Exercise details: Continue the news excerpt about Texas A&M's planned exit from the Big 12, picking up right after its last sentence.
━━━━━ Selected excerpt
Oklahoma, Texas, Texas Tech and Oklahoma State all have said they do not intend to sue Texas A&M over its planned departure, according to various university statements and media reports, suggesting they're fine with A&M making the move that could lead to the dissolution of the Big 12 and commence the era of the "superconference" in college sports.

But that hardly means the Pac-16 is right around the corner.

Baylor is holding up Texas A&M's planned departure from the Big 12, widespread reports have said, by refusing to agree to waive its right to sue the SEC over the move.

The SEC said it would invite Texas A&M to join as its 13th member, so long as every school in the Big 12 waived its legal claims against it. Baylor has led a group of five other Big 12 schools — Iowa State, Kansas, Kansas State and Missouri — that refuse to do that, fearing that another massive realignment will leave them out in the cold.

Oklahoma already had said on a conference call of the Big 12's board of directors Wednesday that it would not legally object to Texas A&M leaving.
━━━━━━━━━━
━━━━━ Records
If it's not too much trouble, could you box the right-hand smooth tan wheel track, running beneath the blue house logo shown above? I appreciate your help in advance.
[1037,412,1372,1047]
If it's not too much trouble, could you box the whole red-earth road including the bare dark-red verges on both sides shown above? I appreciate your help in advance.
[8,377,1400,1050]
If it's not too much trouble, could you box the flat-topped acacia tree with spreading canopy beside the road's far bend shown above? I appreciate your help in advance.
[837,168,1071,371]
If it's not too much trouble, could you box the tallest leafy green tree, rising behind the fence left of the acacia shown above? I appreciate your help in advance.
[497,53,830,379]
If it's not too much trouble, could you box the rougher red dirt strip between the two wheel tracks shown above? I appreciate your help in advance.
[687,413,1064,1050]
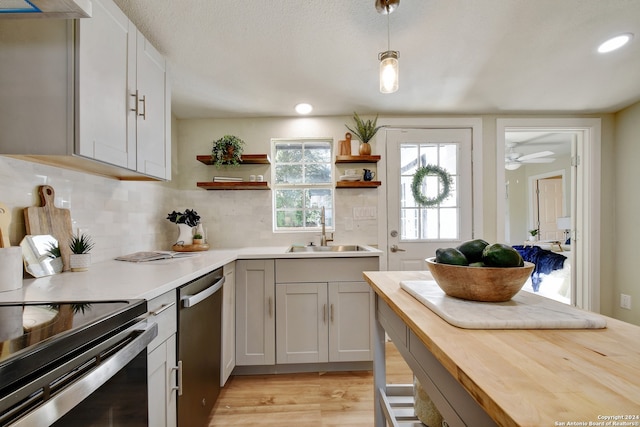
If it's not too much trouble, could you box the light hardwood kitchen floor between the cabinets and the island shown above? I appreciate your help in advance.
[209,342,413,427]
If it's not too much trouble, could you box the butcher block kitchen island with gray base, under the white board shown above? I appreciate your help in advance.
[364,271,640,427]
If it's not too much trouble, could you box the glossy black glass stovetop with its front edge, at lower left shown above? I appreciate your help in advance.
[0,300,147,391]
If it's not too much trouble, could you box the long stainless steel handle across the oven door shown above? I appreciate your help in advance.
━━━━━━━━━━
Answer to the exercise:
But Texas, Texas Tech and Oklahoma State each made clear in statements Thursday that they are not interested in suing, either. "We are not part of the group that is threatening legal action against the SEC," Texas spokesman Nick Voinis told the Austin American-Statesman.

However, Oklahoma State president Burns Hargis told CBSSports.com that he believes the Big 12 can continue to exist.

Speaking before the Cowboys beat the Pac-12's Arizona 37-14 in Stillwater on Thursday night, Hargis said, "I don't think it's a fait accompli A&M is gone."

Billionaire OSU booster T. Boone Pickens agreed, saying during the ESPN broadcast of the game that he wants the Big 12 to remain intact — just six days ago, he said he did not think it would, and that the Cowboys would wind up in the Pac-12 - but with equal revenue sharing. He said Texas, Oklahoma, Texas A&M and Nebraska all were given "special deals," and that the practice "has come to an end."

"We've gotta get all the schools equal and go forward from there," Pickens said. "I think that's gonna happen in the next three weeks."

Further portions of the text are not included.